Excerpts from location labeling data:
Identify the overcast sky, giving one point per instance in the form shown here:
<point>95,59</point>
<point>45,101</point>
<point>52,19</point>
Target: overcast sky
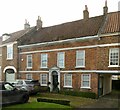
<point>14,12</point>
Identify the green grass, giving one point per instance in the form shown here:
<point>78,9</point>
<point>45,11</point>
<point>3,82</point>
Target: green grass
<point>36,105</point>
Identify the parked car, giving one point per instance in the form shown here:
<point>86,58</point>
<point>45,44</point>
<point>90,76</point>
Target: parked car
<point>9,94</point>
<point>32,86</point>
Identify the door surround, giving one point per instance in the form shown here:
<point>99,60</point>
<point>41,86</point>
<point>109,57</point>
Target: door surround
<point>56,69</point>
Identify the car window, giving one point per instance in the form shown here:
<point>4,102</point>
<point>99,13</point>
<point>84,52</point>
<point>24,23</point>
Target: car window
<point>8,87</point>
<point>20,82</point>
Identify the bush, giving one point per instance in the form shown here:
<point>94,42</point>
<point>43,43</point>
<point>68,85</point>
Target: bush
<point>62,102</point>
<point>79,93</point>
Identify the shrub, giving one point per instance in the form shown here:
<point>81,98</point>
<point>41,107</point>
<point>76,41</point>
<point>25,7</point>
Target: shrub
<point>79,93</point>
<point>62,102</point>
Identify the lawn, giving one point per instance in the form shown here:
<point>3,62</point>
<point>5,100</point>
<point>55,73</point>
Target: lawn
<point>34,105</point>
<point>75,102</point>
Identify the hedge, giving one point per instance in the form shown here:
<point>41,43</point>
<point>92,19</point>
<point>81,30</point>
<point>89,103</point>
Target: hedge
<point>79,93</point>
<point>57,101</point>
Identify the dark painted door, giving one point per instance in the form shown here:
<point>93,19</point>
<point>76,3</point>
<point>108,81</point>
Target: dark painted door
<point>100,85</point>
<point>55,80</point>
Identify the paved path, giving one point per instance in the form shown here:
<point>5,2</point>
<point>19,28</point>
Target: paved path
<point>109,101</point>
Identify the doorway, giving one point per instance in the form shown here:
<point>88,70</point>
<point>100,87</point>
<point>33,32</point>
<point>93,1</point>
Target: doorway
<point>55,81</point>
<point>101,85</point>
<point>10,75</point>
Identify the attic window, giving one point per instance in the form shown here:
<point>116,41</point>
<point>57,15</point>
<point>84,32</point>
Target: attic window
<point>5,37</point>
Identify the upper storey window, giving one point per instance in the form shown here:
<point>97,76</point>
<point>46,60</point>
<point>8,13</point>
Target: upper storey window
<point>44,60</point>
<point>5,37</point>
<point>80,58</point>
<point>114,57</point>
<point>61,59</point>
<point>29,61</point>
<point>10,51</point>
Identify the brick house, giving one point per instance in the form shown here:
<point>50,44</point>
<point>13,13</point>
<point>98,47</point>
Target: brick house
<point>79,55</point>
<point>9,53</point>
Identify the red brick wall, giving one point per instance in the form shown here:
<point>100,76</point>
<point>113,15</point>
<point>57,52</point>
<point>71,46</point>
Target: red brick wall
<point>95,59</point>
<point>13,62</point>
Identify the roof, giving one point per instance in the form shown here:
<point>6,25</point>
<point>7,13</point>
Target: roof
<point>112,23</point>
<point>16,35</point>
<point>69,30</point>
<point>76,29</point>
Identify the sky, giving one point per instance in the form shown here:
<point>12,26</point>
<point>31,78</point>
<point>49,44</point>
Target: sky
<point>52,12</point>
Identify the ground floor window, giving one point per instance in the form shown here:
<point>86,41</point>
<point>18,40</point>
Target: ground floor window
<point>43,79</point>
<point>28,76</point>
<point>67,80</point>
<point>85,80</point>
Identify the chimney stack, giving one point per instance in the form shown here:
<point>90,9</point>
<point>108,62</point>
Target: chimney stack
<point>105,8</point>
<point>26,25</point>
<point>86,13</point>
<point>39,23</point>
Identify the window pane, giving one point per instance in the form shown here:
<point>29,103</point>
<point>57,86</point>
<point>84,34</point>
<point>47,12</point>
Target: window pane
<point>114,56</point>
<point>29,61</point>
<point>85,80</point>
<point>10,51</point>
<point>44,79</point>
<point>60,60</point>
<point>67,80</point>
<point>44,60</point>
<point>80,58</point>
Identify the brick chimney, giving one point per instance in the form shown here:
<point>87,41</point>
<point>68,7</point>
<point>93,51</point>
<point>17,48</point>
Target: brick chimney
<point>26,25</point>
<point>39,22</point>
<point>105,8</point>
<point>86,13</point>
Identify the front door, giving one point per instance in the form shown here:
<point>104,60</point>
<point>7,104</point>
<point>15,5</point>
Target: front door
<point>10,75</point>
<point>101,85</point>
<point>55,81</point>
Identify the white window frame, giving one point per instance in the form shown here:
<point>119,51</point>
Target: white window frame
<point>44,60</point>
<point>29,67</point>
<point>89,81</point>
<point>43,77</point>
<point>70,79</point>
<point>113,51</point>
<point>10,52</point>
<point>29,76</point>
<point>61,59</point>
<point>80,59</point>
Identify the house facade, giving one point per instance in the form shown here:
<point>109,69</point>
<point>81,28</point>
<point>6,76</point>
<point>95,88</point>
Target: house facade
<point>9,53</point>
<point>80,55</point>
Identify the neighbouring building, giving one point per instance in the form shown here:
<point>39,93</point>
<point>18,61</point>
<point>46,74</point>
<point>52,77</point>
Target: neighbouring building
<point>10,53</point>
<point>80,55</point>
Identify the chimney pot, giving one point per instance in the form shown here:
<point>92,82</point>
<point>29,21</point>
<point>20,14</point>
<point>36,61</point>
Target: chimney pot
<point>105,8</point>
<point>26,25</point>
<point>86,13</point>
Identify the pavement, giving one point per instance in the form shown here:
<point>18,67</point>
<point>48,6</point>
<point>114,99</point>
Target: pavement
<point>110,101</point>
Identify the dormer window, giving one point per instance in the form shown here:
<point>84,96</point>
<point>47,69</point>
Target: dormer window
<point>10,52</point>
<point>5,37</point>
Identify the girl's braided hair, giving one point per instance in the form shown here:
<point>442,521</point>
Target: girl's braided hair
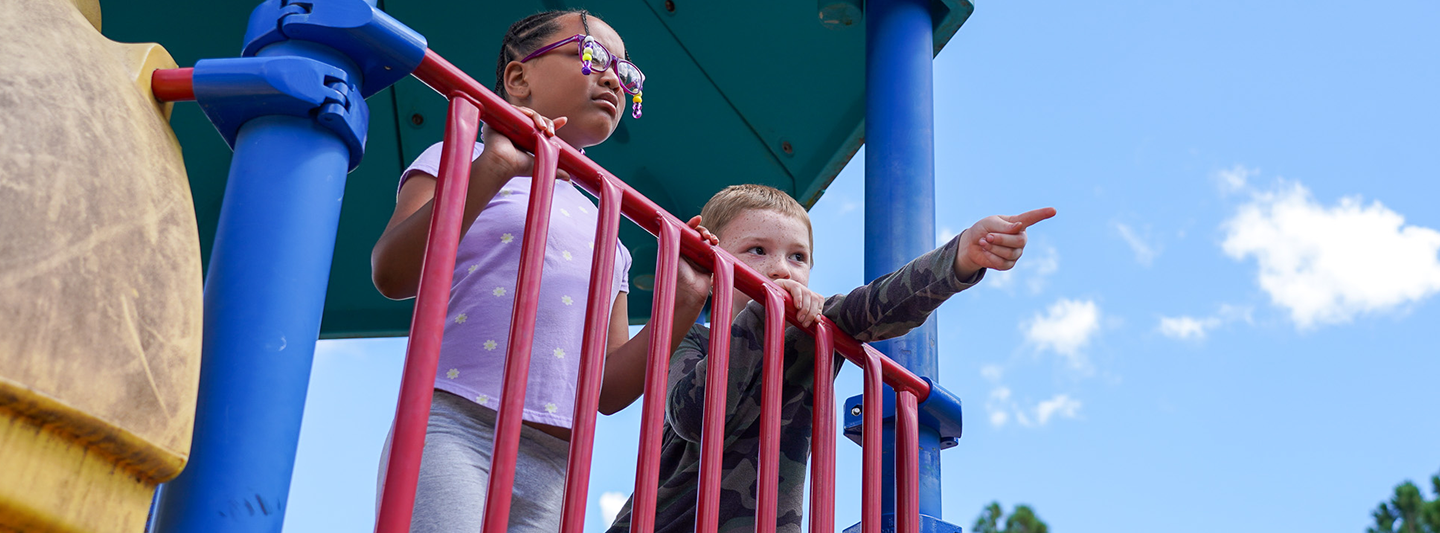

OBJECTIVE: Reproduce every line of the records above verbatim, from the first record through the last, leaving the pictures out.

CORRECT OUTPUT:
Identify the overcast sky, giving one point per instance in the form shown here:
<point>95,59</point>
<point>45,101</point>
<point>52,19</point>
Target: overcast sky
<point>14,12</point>
Identify the green grass, giving one point per instance in the form shown here:
<point>78,9</point>
<point>45,11</point>
<point>3,82</point>
Target: green grass
<point>36,105</point>
Identify the parked car, giving one point per instance in the form shown here:
<point>86,58</point>
<point>45,44</point>
<point>90,76</point>
Target: parked car
<point>9,94</point>
<point>32,86</point>
Identify the door surround, giving one point per instance in the form shown here:
<point>99,60</point>
<point>41,86</point>
<point>109,57</point>
Target: door surround
<point>56,69</point>
Identify the car window, giving one point per instance in the form shown here:
<point>4,102</point>
<point>99,13</point>
<point>84,52</point>
<point>24,23</point>
Target: car window
<point>8,87</point>
<point>20,82</point>
Identify the bush, giving one point per instance in the form shown here:
<point>94,42</point>
<point>43,43</point>
<point>68,85</point>
Target: bush
<point>62,102</point>
<point>79,93</point>
Identify the shrub, giving one point per instance in the form shown here:
<point>81,98</point>
<point>41,107</point>
<point>76,41</point>
<point>25,7</point>
Target: shrub
<point>79,93</point>
<point>62,102</point>
Identify the lawn, giving one point per instance in the form shown here:
<point>3,62</point>
<point>5,100</point>
<point>55,73</point>
Target: lawn
<point>34,105</point>
<point>75,102</point>
Identify the hedge, giving one point per instance in the form shown here:
<point>41,43</point>
<point>92,19</point>
<point>81,30</point>
<point>89,103</point>
Target: hedge
<point>79,93</point>
<point>57,101</point>
Identify the dark painted door, giving one point per instance in the form shown here:
<point>93,19</point>
<point>76,3</point>
<point>108,81</point>
Target: dark painted door
<point>100,85</point>
<point>55,80</point>
Identify the paved path, giving one point per instance in the form shown here:
<point>5,2</point>
<point>19,28</point>
Target: paved path
<point>109,101</point>
Identify the doorway, giving one point per instance in the form shown here:
<point>88,70</point>
<point>100,87</point>
<point>33,32</point>
<point>93,1</point>
Target: doorway
<point>55,81</point>
<point>101,85</point>
<point>10,75</point>
Identify the attic window, giving one point per instance in the form shown here:
<point>116,41</point>
<point>57,15</point>
<point>84,32</point>
Target: attic window
<point>5,37</point>
Identify the upper storey window, giving one point per instance in the form shown here:
<point>97,76</point>
<point>46,60</point>
<point>8,13</point>
Target: upper storey window
<point>44,60</point>
<point>5,37</point>
<point>80,58</point>
<point>114,57</point>
<point>61,59</point>
<point>29,61</point>
<point>10,51</point>
Identify the brick house, giving one point per instance in the form shown here:
<point>50,44</point>
<point>13,13</point>
<point>98,47</point>
Target: brick house
<point>79,55</point>
<point>9,53</point>
Identify the red brick wall, giving one point per instance in the form shown here:
<point>100,76</point>
<point>113,15</point>
<point>57,52</point>
<point>71,46</point>
Target: red brick wall
<point>95,59</point>
<point>13,62</point>
Identify the roof, giving one point per instance in the form shown here:
<point>6,25</point>
<point>7,13</point>
Target: roof
<point>112,23</point>
<point>16,35</point>
<point>69,30</point>
<point>76,29</point>
Identify the sky, giving one point per instance in the form shown here:
<point>12,26</point>
<point>31,78</point>
<point>49,44</point>
Target: sky
<point>52,12</point>
Identify the ground floor window, giving one point per instance in the form shown here:
<point>86,41</point>
<point>18,40</point>
Target: ground floor window
<point>43,79</point>
<point>28,76</point>
<point>67,80</point>
<point>85,80</point>
Identify the chimney stack, giving one point per instance in the form shown here:
<point>90,9</point>
<point>108,62</point>
Target: chimney stack
<point>105,8</point>
<point>26,25</point>
<point>86,13</point>
<point>39,23</point>
Identify the window pane, giving one point per instance in the form shown here:
<point>29,103</point>
<point>57,86</point>
<point>84,34</point>
<point>47,12</point>
Target: window pane
<point>114,56</point>
<point>29,61</point>
<point>85,80</point>
<point>10,51</point>
<point>44,79</point>
<point>60,60</point>
<point>67,80</point>
<point>44,60</point>
<point>80,58</point>
Identify the brick chimney, giving one point per instance in the form shown here:
<point>87,41</point>
<point>68,7</point>
<point>93,51</point>
<point>17,48</point>
Target: brick chimney
<point>26,25</point>
<point>39,22</point>
<point>105,8</point>
<point>86,13</point>
Identify the front door, giving one point per instance in the form shown here:
<point>104,60</point>
<point>7,104</point>
<point>15,5</point>
Target: front door
<point>10,75</point>
<point>101,85</point>
<point>55,81</point>
Identify the white window frame, giving one point per instance in the form shown here:
<point>119,51</point>
Target: white window frame
<point>44,60</point>
<point>29,67</point>
<point>89,81</point>
<point>43,77</point>
<point>70,79</point>
<point>113,51</point>
<point>10,52</point>
<point>29,76</point>
<point>61,59</point>
<point>80,59</point>
Identify the house facade, giving one point per instance in the form shown here:
<point>109,69</point>
<point>81,28</point>
<point>6,76</point>
<point>95,88</point>
Target: house facade
<point>9,53</point>
<point>80,55</point>
Identify the neighbouring building, giving one point per instance in the form shown here:
<point>39,93</point>
<point>18,61</point>
<point>46,74</point>
<point>52,77</point>
Target: neighbouring building
<point>10,53</point>
<point>80,55</point>
Identify the chimney pot, giving one point per instance in the form shown here:
<point>92,82</point>
<point>29,21</point>
<point>20,14</point>
<point>36,61</point>
Target: chimney pot
<point>105,8</point>
<point>26,25</point>
<point>86,13</point>
Identify the pavement, giving one point per instance in the form shown here:
<point>18,67</point>
<point>48,6</point>
<point>114,99</point>
Target: pavement
<point>110,101</point>
Identify the dormer window, giving one point per instance in the form shown here:
<point>84,96</point>
<point>47,69</point>
Target: dormer window
<point>10,52</point>
<point>5,37</point>
Identify the girl's braided hair, giving one point per instance in the form shown here:
<point>442,521</point>
Target: girl's braided hair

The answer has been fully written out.